━━ Task input ━━

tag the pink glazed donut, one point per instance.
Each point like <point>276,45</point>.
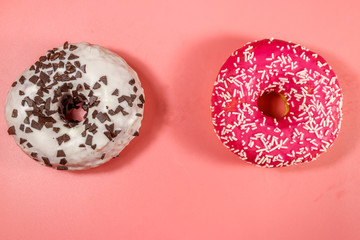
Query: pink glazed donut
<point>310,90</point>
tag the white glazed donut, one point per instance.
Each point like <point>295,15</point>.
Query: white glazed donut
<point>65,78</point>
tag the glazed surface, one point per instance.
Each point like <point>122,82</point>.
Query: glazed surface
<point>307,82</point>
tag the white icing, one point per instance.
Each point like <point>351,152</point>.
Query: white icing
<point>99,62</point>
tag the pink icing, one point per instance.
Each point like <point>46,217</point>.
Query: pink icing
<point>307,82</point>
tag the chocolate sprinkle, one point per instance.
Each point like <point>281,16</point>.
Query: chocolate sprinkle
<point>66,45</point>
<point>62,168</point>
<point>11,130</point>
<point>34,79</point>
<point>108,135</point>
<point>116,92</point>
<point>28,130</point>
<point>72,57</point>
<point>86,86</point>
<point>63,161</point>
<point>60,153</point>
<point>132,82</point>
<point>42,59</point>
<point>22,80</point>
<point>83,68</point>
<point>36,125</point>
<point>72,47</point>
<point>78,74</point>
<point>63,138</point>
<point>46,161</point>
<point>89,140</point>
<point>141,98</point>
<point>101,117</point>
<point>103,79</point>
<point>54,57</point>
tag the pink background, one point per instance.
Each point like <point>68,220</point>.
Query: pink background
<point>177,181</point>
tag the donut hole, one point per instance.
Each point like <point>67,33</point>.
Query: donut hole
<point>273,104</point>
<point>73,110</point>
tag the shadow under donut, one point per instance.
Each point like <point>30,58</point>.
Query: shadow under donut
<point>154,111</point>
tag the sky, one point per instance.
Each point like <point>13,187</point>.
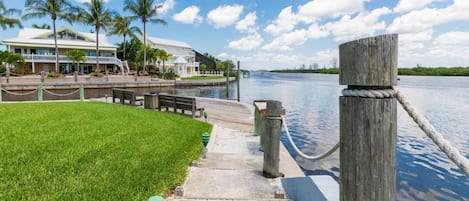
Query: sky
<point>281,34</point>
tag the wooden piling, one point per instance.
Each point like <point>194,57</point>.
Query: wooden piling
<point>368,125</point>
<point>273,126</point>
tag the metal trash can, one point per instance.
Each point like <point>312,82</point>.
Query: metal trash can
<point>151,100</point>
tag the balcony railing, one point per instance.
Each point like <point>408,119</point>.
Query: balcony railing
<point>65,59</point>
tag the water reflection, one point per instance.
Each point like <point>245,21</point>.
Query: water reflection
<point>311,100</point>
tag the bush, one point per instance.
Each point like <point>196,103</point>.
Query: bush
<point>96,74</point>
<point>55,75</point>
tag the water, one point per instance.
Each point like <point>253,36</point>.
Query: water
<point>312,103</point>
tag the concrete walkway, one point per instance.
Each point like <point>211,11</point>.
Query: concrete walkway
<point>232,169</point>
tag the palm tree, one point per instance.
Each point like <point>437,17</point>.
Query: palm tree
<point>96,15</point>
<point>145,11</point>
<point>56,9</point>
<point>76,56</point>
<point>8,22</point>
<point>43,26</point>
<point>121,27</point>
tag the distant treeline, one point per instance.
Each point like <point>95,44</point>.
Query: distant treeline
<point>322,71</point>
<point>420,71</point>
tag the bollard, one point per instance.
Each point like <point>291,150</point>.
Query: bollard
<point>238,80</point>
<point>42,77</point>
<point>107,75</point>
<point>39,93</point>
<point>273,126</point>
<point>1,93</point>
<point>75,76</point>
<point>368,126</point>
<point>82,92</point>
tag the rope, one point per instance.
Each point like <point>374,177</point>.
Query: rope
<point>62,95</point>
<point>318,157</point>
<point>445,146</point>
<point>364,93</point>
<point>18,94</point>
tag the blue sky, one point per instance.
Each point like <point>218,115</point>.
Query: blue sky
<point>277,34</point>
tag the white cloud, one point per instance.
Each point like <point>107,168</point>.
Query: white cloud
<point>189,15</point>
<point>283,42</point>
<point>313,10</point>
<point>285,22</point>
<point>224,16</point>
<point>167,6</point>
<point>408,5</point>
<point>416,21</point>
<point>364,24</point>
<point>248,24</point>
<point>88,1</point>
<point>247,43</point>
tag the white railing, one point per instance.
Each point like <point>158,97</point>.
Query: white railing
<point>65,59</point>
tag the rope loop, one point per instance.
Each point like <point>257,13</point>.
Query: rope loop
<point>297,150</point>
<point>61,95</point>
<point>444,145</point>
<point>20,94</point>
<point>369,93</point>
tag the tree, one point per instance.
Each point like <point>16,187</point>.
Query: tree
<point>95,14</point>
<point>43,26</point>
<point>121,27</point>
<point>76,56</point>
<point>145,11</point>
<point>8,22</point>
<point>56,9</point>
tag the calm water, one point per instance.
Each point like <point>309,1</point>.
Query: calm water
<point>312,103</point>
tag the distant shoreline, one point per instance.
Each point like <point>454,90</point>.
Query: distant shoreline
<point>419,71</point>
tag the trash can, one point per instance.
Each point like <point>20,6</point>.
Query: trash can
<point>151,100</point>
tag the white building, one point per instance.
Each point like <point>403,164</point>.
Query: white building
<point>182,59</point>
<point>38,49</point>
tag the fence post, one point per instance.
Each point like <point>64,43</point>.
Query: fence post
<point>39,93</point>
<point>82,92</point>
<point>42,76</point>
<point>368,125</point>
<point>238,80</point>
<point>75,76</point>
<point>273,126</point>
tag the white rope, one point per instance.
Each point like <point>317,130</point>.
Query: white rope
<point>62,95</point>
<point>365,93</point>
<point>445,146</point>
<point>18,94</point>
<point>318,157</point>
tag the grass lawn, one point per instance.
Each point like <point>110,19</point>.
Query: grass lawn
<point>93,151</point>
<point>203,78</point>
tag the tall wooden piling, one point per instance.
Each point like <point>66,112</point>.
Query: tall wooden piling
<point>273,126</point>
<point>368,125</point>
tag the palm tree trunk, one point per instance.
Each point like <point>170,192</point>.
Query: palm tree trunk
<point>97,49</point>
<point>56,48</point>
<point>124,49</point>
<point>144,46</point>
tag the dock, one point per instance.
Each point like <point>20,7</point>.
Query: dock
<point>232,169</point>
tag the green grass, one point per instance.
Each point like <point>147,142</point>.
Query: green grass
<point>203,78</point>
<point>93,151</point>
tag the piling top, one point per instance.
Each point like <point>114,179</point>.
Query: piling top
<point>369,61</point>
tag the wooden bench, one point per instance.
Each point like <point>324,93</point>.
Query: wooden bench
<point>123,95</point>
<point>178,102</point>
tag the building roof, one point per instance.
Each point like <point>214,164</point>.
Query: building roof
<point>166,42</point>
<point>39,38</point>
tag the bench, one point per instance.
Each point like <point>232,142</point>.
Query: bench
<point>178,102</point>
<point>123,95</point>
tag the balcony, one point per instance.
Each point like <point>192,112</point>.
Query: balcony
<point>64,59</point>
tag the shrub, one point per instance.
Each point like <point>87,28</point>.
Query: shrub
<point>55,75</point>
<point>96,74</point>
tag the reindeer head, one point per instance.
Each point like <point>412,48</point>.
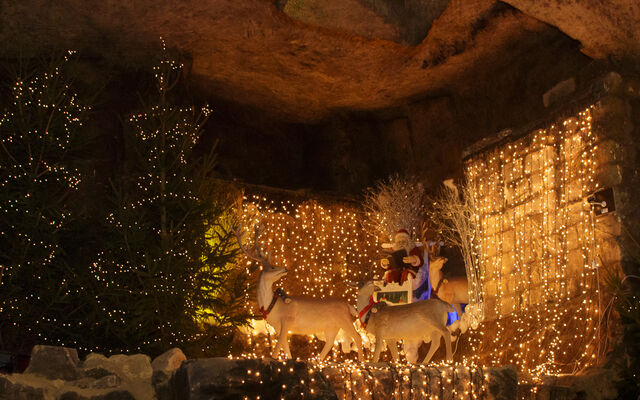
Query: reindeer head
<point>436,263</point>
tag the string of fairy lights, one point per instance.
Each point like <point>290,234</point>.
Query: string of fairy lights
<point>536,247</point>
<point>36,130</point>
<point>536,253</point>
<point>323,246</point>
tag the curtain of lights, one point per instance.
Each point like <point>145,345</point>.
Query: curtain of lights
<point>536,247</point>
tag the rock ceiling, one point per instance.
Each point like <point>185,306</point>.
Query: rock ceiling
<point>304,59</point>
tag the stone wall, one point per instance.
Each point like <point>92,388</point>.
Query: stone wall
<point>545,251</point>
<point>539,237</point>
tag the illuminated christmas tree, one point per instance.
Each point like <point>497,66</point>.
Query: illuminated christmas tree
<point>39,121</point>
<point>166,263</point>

━━━

§ **Do this**
Render the material from the line containing "tag the bench, one point per instance." through the end of the material, both included, as a Markdown table with the columns Row and Line. Give each line a numbered row, and leave out blank lines and the pictures.

§ **Correct answer**
| Row | Line |
|---|---|
| 1 | tag the bench, one point per instance. |
| 2 | Each point like <point>232,142</point>. |
| 3 | Query: bench |
| 4 | <point>178,102</point> |
| 5 | <point>123,95</point> |
| 6 | tag the balcony, one point per instance. |
| 7 | Each point like <point>192,112</point>. |
| 8 | Query: balcony |
| 9 | <point>64,59</point> |
| 10 | tag the shrub, one point per instance. |
| 11 | Each point like <point>87,28</point>. |
| 12 | Query: shrub |
| 13 | <point>55,75</point> |
| 14 | <point>96,74</point> |
| 15 | tag the reindeer head, one point per instance. |
| 16 | Each point like <point>412,48</point>. |
| 17 | Query: reindeer head |
| 18 | <point>436,263</point> |
| 19 | tag the string of fairy lights, one point per instance. |
| 20 | Each point like <point>290,234</point>. |
| 21 | Query: string of fairy lights |
| 22 | <point>536,247</point> |
| 23 | <point>36,130</point> |
| 24 | <point>536,253</point> |
| 25 | <point>323,246</point> |
| 26 | tag the curtain of lights, one point per instance. |
| 27 | Each point like <point>145,345</point>. |
| 28 | Query: curtain of lights |
| 29 | <point>536,247</point> |
| 30 | tag the rock ceiling, one point per instance. |
| 31 | Each point like <point>185,306</point>. |
| 32 | Query: rock ceiling |
| 33 | <point>304,59</point> |
| 34 | tag the stone wall, one point per instance. |
| 35 | Each point like <point>92,388</point>. |
| 36 | Query: stone wall |
| 37 | <point>545,251</point> |
| 38 | <point>539,237</point> |
| 39 | tag the illuminated christmas tree, one point per instance. |
| 40 | Each point like <point>497,66</point>. |
| 41 | Query: illuminated christmas tree |
| 42 | <point>39,121</point> |
| 43 | <point>166,263</point> |